I just got back from a very cold, very slippery, very blizzardy drive through the canyon from the Sundance Resort where my office party was held. It was a lovely evening full of delicious food, warm conversation and single awareness. Unfortunately, there was not enough space to house all of the employees if they each brought a guest. So there I sat, awkwardly surrounded by a bunch of couples in love, wondering what I would say to my guest had I brought one.
I wolfed down my food like an Asian at a hot dog eating contest, and then went back for seconds. I think I had eaten two plates of deliciousness before most people had even sat down at their tables. I’m fairly sure that the reason for this is that my mouth is normally more busy talking at the dinner table. Not having anything to say gave my mouth all of this free time to stuff itself. Needless to say, I now have more stretch marks than Rosie O’Donnell.
As dinner winded down, one of my bosses busted out the Christmas Bingo. I was excited, because Christmas Bingo is a tradition in my family, and this year I was unable to participate. I also assumed that the presents at this party were slightly more desirable than the Nerf Guns and bags of Chicklets that my family would pawn off.

◆ **Work task 1**:
Answer these questions about the office party account.
(a) Where was the office party held?
(b) How many plates of food had the writer eaten before most people had sat down?
(c) What game did one of the bosses bring out as dinner wound down?
The records that follow are unrelated to the office party account.

Stored records:
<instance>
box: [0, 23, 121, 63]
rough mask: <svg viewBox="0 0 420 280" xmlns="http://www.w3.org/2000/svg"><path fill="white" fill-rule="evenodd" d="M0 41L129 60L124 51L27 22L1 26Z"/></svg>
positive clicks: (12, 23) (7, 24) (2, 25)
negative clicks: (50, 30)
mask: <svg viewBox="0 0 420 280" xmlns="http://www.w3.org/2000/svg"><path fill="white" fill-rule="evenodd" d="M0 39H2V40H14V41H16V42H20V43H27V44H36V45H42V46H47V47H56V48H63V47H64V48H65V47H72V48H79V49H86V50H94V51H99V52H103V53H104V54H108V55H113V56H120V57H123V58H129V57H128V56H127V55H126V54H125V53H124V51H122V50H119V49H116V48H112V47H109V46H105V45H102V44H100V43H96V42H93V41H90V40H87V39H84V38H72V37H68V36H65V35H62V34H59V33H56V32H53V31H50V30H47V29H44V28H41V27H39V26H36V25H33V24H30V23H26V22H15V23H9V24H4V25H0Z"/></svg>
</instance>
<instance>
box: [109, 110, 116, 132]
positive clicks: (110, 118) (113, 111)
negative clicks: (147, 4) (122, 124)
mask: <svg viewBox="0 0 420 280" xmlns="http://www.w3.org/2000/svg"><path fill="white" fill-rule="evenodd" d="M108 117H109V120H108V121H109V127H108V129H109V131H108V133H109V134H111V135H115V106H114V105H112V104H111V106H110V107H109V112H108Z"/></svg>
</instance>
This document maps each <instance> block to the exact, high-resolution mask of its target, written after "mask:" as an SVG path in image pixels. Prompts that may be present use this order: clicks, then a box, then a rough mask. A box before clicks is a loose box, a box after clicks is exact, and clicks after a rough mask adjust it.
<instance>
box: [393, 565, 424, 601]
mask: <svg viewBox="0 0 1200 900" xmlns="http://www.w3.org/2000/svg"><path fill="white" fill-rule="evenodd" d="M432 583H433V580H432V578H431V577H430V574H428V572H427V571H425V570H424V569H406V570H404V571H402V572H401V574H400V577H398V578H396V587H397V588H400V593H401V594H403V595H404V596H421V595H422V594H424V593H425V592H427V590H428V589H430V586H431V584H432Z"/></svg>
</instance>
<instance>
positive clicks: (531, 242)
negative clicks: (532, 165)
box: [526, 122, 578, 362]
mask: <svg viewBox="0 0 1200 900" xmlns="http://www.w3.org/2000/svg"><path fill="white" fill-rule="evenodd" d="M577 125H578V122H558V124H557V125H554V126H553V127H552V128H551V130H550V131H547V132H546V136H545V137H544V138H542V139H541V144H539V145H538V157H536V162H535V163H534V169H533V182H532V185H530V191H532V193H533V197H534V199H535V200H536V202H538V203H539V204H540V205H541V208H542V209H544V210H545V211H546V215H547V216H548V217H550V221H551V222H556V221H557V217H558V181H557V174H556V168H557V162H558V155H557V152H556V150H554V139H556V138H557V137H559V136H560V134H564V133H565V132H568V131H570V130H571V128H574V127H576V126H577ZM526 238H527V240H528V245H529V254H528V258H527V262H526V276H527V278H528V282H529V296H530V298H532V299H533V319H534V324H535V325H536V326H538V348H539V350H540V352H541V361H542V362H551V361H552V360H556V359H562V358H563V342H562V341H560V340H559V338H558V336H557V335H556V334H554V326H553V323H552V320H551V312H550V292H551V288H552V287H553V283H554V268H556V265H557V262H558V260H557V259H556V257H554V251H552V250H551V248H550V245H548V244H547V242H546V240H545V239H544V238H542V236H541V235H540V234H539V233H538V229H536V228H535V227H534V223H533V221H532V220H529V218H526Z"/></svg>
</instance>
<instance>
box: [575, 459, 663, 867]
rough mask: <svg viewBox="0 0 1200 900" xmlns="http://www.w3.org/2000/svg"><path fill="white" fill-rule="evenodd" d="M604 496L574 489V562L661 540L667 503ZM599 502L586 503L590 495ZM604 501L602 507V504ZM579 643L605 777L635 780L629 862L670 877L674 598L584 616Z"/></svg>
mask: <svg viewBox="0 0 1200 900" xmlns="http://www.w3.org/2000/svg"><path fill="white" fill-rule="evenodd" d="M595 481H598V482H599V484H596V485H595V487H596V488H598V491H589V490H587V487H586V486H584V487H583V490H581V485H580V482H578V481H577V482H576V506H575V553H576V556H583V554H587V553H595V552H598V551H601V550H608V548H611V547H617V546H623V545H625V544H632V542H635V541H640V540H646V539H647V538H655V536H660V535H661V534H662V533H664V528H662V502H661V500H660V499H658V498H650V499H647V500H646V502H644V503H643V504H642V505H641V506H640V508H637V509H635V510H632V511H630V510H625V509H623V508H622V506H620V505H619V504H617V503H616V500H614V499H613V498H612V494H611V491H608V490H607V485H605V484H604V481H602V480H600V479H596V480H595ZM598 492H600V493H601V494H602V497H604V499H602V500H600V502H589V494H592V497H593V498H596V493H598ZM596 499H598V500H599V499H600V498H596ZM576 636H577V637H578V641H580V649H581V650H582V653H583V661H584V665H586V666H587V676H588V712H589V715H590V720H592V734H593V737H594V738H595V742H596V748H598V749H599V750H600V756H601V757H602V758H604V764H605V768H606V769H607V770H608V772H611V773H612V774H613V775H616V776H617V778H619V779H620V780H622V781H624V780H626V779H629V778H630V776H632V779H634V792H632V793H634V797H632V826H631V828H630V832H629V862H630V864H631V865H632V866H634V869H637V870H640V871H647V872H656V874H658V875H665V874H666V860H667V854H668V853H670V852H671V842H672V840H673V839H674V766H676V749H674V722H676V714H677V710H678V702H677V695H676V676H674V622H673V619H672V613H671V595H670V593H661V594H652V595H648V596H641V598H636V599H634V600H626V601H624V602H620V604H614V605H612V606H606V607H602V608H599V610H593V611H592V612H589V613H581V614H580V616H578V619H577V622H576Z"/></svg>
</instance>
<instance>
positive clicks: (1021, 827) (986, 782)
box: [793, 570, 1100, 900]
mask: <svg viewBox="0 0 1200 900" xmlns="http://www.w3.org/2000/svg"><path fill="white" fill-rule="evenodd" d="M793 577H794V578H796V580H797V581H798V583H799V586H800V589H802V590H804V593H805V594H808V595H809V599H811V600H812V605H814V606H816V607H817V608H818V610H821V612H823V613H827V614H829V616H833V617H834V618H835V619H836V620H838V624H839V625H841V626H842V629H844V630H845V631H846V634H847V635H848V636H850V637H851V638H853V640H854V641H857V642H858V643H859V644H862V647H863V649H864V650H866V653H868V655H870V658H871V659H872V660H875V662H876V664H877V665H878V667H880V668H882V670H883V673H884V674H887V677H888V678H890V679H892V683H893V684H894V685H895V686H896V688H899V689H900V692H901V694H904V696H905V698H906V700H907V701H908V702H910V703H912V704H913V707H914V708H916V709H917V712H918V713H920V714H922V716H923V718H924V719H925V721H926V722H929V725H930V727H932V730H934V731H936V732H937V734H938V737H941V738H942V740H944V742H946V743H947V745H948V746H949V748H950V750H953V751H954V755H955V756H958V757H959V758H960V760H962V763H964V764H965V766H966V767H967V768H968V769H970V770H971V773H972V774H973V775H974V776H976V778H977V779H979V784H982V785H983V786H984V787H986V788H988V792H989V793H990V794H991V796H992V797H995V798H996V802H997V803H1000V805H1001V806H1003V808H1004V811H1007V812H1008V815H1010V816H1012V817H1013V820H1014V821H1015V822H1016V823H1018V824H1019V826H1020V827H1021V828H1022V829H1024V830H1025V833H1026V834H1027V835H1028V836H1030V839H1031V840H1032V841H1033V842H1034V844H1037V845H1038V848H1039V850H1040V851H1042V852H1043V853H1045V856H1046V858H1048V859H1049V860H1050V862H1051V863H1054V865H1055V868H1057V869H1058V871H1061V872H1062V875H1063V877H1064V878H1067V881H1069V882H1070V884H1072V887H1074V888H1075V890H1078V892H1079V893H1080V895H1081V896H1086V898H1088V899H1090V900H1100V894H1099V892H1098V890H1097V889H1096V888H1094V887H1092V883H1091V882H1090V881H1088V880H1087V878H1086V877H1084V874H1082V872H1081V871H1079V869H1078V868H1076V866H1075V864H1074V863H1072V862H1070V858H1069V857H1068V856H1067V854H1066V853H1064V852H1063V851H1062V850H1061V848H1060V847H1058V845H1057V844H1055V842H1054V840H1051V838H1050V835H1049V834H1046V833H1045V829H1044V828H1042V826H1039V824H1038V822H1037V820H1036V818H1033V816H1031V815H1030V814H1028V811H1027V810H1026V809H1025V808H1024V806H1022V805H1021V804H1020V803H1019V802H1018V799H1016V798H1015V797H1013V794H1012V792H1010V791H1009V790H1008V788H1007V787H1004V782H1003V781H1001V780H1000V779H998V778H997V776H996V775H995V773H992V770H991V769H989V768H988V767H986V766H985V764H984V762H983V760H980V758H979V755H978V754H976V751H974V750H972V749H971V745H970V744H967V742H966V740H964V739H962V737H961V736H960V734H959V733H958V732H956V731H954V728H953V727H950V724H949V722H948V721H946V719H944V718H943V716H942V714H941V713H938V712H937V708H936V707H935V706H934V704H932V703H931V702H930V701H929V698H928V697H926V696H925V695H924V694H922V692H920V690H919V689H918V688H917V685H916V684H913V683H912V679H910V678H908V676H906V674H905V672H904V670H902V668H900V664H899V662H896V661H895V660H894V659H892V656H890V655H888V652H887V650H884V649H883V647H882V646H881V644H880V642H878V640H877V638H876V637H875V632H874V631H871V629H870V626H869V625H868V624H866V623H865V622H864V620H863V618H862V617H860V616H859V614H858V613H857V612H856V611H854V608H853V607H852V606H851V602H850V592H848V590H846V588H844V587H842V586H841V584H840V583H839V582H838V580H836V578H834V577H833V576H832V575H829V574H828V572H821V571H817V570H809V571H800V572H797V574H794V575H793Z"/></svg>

◆ **Work task 2**:
Repeat word for word the stretch of the stored records from their first line through the line containing "positive clicks: (12, 23) (7, 24) (2, 25)", with both ends included.

◆ **Result 1**:
(a) At the Sundance Resort.
(b) Two.
(c) Christmas Bingo.

◆ **Result 2**:
<instance>
box: [0, 23, 121, 63]
rough mask: <svg viewBox="0 0 420 280" xmlns="http://www.w3.org/2000/svg"><path fill="white" fill-rule="evenodd" d="M0 41L129 60L124 51L27 22L1 26Z"/></svg>
positive clicks: (12, 23) (7, 24) (2, 25)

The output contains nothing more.